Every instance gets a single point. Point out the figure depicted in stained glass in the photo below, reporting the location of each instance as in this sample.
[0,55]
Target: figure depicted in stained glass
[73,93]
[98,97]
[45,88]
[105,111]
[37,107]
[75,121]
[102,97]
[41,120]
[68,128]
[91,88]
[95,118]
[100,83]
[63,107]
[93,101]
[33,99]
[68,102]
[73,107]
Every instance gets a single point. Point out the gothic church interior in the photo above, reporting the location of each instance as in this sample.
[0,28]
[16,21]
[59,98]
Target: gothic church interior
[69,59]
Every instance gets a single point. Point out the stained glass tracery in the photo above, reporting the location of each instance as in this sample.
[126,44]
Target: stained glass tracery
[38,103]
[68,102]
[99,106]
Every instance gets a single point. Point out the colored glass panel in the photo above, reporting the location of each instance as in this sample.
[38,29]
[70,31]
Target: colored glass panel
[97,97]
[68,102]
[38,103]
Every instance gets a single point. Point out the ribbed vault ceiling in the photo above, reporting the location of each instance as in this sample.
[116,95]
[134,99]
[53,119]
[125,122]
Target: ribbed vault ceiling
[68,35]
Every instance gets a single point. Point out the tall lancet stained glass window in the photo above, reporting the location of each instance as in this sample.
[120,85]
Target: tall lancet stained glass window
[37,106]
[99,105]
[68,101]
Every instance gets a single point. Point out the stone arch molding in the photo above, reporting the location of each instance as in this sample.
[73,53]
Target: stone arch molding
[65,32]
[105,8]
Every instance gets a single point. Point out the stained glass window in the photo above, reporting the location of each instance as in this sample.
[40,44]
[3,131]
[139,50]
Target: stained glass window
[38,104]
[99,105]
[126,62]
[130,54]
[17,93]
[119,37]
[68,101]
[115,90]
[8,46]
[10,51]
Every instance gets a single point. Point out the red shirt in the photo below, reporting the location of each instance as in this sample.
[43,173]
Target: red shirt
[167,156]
★ ★ ★ ★ ★ ★ ★
• Work order:
From the line that contains "Target: tall lancet stained glass window" through the final line of the entries above, every line must be reproduced exactly and nothing more.

• Response:
Target: tall lancet stained glass window
[37,106]
[99,105]
[68,101]
Every instance gets a single point. Point out the stone arch molding in the photo above, reporting the location of each instance as in this sample.
[73,53]
Target: stone arch molding
[65,32]
[105,8]
Every instance gets a single point. Point out the stained glass window in the photo above, reporting the location of each instance as in this sample.
[40,44]
[3,131]
[139,50]
Target: stained glass window
[38,104]
[99,105]
[126,62]
[130,54]
[17,93]
[119,37]
[68,101]
[115,90]
[8,46]
[10,51]
Every instance gets a single point. Point out the red shirt in the photo below, reporting the location of each instance as in this sample.
[43,173]
Target: red shirt
[167,156]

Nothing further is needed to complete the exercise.